"""

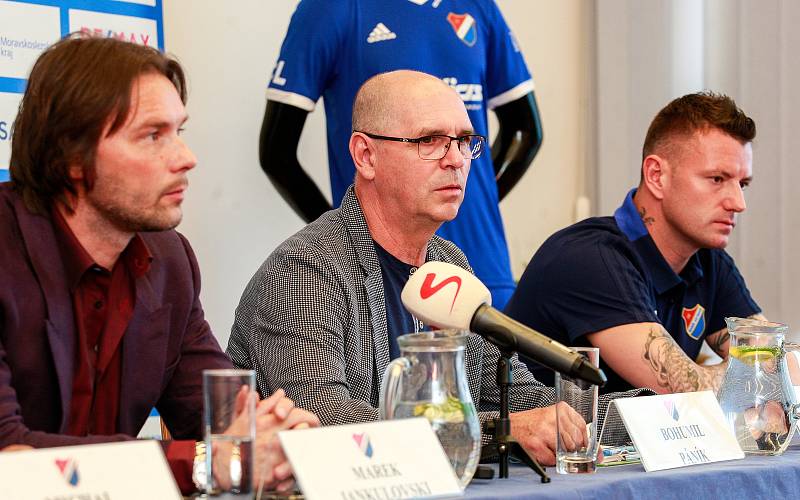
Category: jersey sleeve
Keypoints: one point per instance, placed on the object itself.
(507, 76)
(307, 61)
(571, 289)
(732, 297)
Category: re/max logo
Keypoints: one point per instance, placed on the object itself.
(140, 38)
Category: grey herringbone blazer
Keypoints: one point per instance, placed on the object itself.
(313, 321)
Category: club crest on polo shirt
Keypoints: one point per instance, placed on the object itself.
(694, 319)
(464, 26)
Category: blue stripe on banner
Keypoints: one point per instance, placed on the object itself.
(160, 25)
(64, 21)
(12, 85)
(105, 6)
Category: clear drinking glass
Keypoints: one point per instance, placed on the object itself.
(229, 410)
(581, 396)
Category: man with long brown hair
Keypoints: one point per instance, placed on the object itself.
(649, 285)
(100, 316)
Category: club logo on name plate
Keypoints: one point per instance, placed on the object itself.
(694, 320)
(363, 443)
(672, 409)
(465, 27)
(69, 470)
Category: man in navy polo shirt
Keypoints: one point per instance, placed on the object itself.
(650, 284)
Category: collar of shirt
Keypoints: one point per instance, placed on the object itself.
(630, 223)
(77, 261)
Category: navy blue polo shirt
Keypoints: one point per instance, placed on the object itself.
(607, 271)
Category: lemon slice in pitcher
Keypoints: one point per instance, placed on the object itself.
(754, 354)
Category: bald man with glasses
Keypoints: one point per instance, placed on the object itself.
(321, 317)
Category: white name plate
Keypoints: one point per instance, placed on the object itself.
(389, 459)
(129, 470)
(677, 430)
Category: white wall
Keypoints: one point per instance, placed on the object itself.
(233, 215)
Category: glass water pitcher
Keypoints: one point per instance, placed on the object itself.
(757, 396)
(429, 380)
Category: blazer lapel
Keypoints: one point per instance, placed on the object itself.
(40, 243)
(144, 350)
(353, 217)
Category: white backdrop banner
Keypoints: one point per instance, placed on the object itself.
(27, 27)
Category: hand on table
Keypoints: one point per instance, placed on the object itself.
(536, 430)
(274, 414)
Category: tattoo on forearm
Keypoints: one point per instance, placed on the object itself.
(715, 342)
(647, 219)
(673, 369)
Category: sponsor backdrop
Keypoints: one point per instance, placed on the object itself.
(27, 27)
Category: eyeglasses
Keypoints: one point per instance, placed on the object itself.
(435, 147)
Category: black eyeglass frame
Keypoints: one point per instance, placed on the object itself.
(418, 140)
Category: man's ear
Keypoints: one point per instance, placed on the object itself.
(655, 177)
(75, 171)
(363, 153)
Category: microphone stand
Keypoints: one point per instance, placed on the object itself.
(504, 445)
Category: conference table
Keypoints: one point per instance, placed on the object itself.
(751, 477)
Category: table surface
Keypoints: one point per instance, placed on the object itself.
(752, 477)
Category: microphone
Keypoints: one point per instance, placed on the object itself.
(449, 296)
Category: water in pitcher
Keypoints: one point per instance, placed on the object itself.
(458, 434)
(753, 398)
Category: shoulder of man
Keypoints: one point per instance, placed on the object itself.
(447, 251)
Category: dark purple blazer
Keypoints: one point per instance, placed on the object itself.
(164, 350)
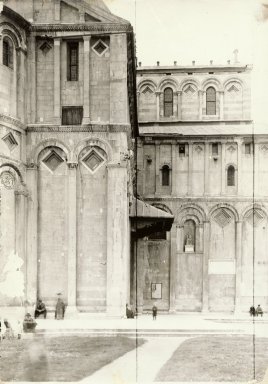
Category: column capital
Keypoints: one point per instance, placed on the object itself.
(72, 165)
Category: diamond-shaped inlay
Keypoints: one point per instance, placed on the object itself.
(189, 90)
(233, 88)
(231, 148)
(255, 217)
(147, 91)
(93, 160)
(45, 47)
(10, 141)
(53, 161)
(222, 217)
(100, 47)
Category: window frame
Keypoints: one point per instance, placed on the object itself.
(211, 103)
(8, 52)
(168, 103)
(72, 68)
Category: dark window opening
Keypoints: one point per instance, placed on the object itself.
(231, 176)
(165, 175)
(7, 53)
(215, 149)
(211, 101)
(168, 102)
(182, 149)
(72, 61)
(72, 115)
(247, 149)
(158, 236)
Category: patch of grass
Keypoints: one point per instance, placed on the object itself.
(65, 358)
(217, 358)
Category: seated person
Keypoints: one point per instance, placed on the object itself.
(129, 312)
(252, 311)
(40, 309)
(29, 323)
(259, 310)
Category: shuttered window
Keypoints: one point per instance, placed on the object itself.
(211, 101)
(231, 176)
(72, 61)
(72, 115)
(168, 102)
(7, 52)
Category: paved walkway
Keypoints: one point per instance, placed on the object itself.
(138, 366)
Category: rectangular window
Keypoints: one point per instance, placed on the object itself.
(72, 115)
(215, 149)
(247, 149)
(72, 61)
(182, 149)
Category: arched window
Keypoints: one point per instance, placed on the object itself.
(7, 52)
(165, 175)
(231, 176)
(189, 235)
(211, 101)
(168, 102)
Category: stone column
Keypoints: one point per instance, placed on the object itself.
(179, 93)
(86, 117)
(256, 169)
(190, 169)
(206, 176)
(173, 269)
(157, 105)
(221, 94)
(238, 277)
(32, 216)
(174, 170)
(57, 90)
(31, 76)
(200, 98)
(157, 168)
(205, 266)
(239, 168)
(223, 170)
(117, 240)
(72, 229)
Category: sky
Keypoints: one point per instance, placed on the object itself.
(203, 30)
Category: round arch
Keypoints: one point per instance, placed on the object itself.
(224, 205)
(49, 143)
(93, 141)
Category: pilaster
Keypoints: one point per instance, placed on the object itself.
(72, 229)
(86, 117)
(57, 90)
(117, 240)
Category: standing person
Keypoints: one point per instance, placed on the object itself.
(154, 309)
(60, 309)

"""

**PROMPT**
Reproduce the lines above starting at the one with "Category: black eyeglass frame" and ending at the one with "Category: dark window opening", both included, exactly and with no pictures.

**WRITTEN SOLUTION**
Category: black eyeglass frame
Keypoints: one point per instance, placed on the object itself.
(418, 140)
Category: man's ear
Keypoints: one point per instance, placed on the object itself.
(655, 177)
(75, 171)
(363, 153)
Category: microphone stand
Keypoints: one point per instance, placed on the object itself.
(504, 445)
Category: conference table
Keypoints: one point per instance, placed on the object itself.
(751, 477)
Category: table surface
Keypoints: one point per instance, placed on the object itself.
(752, 477)
Category: microphone
Keypoints: one point per instance, placed on the object itself.
(449, 296)
Category: water in pitcher
Keypoints: one point per instance, placed on the object itself.
(458, 434)
(753, 398)
Category: shoulder of man
Keypoints: one point per instance, placed on the object itself.
(447, 251)
Category: dark purple blazer
Keypoints: one point per instance, placed on the object itself.
(164, 350)
Category: column capital
Keypoints: one point per instance, placed on the object itself.
(72, 165)
Category: diamond-shaped inlay
Keypoints: one point per instance, placed on the object itself.
(189, 90)
(233, 88)
(231, 148)
(255, 217)
(147, 91)
(93, 160)
(45, 47)
(10, 141)
(53, 161)
(222, 217)
(100, 47)
Category: window frame
Keypoints: one point per instance, placed on the object itself.
(211, 103)
(8, 52)
(168, 103)
(72, 68)
Category: dark window opening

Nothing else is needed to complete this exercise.